+++ Supplied records +++

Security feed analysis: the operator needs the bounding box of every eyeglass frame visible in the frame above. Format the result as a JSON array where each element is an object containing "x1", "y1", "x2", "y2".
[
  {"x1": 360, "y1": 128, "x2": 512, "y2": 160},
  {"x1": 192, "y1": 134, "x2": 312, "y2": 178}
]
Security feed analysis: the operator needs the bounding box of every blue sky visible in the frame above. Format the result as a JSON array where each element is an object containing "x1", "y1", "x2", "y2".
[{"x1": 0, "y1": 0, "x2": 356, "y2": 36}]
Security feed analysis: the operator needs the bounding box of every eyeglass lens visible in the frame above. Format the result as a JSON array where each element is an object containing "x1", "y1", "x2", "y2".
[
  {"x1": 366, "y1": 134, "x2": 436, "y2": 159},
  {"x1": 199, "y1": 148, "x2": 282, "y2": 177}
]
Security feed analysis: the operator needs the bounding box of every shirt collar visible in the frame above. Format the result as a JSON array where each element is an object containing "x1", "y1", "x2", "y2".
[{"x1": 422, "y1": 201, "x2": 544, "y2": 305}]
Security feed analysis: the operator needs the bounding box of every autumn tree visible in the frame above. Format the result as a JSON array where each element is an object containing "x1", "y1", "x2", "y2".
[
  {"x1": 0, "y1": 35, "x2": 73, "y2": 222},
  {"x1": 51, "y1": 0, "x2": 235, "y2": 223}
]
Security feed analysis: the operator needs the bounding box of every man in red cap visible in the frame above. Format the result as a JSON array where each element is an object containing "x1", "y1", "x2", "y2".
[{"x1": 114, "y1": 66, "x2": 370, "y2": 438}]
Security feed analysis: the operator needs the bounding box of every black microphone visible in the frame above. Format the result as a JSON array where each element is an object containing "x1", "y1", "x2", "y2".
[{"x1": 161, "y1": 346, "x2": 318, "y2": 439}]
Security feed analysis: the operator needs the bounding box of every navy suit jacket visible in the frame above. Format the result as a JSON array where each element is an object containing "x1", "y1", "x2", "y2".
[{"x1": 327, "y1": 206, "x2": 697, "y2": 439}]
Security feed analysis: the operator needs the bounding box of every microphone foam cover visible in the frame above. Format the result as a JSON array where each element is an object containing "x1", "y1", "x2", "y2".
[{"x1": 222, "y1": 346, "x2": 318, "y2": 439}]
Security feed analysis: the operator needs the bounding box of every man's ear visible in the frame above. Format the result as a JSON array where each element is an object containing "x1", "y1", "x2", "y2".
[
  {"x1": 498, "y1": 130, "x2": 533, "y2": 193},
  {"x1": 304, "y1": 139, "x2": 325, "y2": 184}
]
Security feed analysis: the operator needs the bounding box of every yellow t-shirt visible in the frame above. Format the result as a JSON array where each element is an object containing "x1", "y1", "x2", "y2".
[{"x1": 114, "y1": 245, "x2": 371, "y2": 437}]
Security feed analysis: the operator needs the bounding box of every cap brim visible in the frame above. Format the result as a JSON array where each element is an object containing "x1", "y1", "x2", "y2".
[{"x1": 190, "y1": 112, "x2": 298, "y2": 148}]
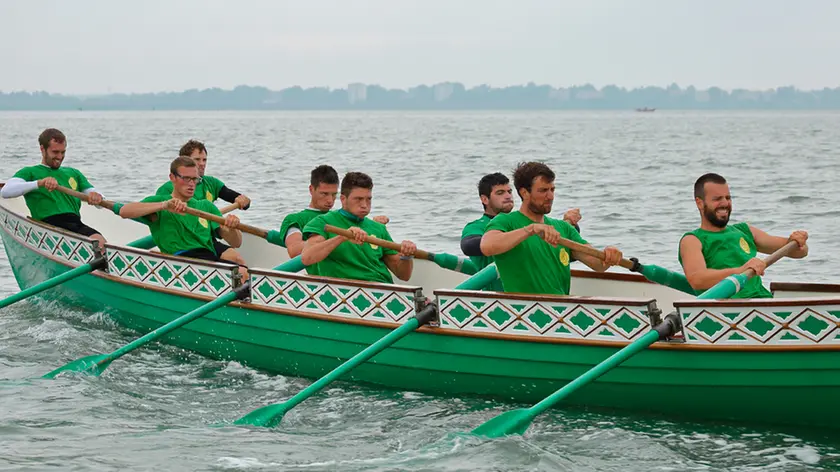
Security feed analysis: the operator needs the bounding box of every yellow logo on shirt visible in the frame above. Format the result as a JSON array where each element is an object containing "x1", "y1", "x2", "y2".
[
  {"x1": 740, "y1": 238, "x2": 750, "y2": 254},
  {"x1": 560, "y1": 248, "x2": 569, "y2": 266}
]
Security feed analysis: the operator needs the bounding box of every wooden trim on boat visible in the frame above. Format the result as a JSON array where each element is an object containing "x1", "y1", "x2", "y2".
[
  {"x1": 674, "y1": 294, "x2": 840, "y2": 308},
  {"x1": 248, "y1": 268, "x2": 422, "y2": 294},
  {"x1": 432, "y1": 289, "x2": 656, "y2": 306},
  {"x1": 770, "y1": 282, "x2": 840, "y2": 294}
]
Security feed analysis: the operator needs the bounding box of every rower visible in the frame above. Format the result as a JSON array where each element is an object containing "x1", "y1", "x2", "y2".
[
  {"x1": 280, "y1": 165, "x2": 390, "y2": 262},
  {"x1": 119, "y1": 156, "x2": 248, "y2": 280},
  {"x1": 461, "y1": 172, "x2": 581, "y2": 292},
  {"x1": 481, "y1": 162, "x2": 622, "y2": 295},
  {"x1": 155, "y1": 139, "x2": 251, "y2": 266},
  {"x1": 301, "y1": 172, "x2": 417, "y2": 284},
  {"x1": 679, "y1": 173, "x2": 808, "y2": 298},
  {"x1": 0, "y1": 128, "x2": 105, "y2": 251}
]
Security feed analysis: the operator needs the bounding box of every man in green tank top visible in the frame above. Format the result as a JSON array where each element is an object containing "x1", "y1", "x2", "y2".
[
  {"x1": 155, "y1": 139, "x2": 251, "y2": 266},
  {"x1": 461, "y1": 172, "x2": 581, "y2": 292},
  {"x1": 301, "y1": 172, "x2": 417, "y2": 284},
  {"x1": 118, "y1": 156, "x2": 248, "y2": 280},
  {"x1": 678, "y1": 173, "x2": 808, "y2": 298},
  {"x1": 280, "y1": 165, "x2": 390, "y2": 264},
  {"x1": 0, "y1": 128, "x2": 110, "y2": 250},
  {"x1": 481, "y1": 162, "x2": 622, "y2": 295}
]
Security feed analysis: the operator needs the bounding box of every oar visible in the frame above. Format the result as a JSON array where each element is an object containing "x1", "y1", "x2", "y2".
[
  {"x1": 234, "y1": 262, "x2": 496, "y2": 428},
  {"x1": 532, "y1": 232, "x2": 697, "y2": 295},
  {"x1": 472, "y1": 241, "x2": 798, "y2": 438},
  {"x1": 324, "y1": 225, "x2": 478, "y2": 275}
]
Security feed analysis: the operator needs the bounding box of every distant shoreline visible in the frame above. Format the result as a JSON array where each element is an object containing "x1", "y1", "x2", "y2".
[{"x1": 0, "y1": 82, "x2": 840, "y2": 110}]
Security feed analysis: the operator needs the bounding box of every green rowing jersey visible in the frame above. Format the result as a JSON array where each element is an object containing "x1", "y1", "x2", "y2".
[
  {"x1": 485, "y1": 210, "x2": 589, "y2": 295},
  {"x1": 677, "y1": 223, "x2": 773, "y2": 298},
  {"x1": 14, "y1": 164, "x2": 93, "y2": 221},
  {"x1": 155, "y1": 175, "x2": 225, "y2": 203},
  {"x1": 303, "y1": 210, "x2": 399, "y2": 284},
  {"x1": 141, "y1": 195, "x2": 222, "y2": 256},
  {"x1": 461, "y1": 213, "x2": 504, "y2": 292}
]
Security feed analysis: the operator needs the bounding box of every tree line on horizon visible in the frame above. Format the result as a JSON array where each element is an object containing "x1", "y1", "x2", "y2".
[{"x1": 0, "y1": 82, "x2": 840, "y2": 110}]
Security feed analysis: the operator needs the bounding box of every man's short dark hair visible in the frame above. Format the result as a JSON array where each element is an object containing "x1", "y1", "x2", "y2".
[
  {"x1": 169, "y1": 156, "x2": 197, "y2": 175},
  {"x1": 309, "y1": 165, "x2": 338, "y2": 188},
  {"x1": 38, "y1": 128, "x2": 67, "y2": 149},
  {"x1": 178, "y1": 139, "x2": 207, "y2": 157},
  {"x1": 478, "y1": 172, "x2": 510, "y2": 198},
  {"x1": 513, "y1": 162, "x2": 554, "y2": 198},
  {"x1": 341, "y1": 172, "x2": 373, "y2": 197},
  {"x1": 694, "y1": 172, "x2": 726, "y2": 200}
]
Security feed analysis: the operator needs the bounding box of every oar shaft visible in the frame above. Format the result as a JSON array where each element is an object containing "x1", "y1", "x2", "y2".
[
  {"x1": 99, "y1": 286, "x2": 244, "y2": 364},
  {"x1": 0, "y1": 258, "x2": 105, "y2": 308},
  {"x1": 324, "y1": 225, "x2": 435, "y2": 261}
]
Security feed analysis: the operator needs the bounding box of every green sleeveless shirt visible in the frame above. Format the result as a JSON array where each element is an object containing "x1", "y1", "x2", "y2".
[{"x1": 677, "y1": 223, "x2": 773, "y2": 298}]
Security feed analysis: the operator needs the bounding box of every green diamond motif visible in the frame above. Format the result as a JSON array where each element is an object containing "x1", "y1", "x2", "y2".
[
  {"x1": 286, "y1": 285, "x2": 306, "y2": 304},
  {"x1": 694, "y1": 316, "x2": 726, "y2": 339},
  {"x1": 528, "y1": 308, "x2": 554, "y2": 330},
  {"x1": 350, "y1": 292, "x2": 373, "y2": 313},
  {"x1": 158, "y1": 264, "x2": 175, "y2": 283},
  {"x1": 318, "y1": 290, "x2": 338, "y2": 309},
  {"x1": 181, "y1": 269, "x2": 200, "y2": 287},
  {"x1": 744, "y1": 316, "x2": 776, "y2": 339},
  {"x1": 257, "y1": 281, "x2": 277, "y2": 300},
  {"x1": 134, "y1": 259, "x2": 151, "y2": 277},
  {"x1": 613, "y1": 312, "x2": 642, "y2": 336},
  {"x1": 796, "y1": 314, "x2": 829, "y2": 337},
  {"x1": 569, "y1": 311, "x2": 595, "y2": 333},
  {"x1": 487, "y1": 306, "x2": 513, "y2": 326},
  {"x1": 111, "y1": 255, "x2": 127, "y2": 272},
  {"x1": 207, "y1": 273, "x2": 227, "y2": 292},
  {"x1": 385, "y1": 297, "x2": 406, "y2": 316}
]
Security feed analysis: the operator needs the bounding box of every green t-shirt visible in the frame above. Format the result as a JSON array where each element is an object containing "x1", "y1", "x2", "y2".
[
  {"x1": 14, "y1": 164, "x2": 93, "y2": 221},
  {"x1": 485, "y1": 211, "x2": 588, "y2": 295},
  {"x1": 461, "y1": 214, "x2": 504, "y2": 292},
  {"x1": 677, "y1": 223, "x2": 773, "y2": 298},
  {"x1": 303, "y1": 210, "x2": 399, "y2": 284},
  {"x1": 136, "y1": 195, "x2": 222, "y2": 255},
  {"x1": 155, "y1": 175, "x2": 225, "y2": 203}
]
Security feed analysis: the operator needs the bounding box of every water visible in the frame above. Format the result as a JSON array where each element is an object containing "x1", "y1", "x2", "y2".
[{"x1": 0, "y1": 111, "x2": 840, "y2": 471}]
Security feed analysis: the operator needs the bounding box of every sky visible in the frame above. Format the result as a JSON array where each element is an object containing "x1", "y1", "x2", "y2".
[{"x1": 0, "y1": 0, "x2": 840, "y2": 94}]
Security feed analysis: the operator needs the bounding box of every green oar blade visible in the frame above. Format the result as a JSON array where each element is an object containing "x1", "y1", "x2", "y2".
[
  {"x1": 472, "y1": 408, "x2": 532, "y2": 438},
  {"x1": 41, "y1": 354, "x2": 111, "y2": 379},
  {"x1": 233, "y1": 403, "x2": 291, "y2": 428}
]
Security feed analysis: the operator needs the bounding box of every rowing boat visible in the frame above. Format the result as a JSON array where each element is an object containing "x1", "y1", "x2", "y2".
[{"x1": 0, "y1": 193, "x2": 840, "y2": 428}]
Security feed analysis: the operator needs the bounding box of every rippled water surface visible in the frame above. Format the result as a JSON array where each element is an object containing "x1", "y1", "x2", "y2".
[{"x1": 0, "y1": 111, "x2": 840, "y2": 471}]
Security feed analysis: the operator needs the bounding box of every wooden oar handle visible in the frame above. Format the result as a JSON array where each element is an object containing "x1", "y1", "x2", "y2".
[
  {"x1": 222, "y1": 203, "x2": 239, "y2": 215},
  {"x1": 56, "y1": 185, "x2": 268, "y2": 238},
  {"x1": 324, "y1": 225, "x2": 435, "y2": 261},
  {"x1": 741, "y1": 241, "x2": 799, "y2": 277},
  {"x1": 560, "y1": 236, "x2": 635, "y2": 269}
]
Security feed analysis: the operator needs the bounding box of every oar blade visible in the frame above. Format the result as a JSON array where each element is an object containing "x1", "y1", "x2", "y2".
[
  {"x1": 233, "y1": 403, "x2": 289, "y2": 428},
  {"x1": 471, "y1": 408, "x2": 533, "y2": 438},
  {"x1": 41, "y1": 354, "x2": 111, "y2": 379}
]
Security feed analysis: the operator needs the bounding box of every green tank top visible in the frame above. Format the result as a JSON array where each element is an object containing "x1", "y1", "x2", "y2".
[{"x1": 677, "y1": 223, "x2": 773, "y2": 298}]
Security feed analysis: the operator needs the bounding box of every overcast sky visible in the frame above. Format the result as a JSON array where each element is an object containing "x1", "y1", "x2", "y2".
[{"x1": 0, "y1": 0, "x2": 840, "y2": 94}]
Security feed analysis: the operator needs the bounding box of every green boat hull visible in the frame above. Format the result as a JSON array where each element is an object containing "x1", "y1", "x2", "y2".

+++

• [Instructions for the task]: Pick out and copy each row above that contains the word "lens". Letter case must match.

• [Written solution]:
Security feed analysis: the operator needs the bounding box of every eyeglass lens visible in the frame above. Format the result as a JSON array where each element is an object containing "x1", "y1", "x2", "y2".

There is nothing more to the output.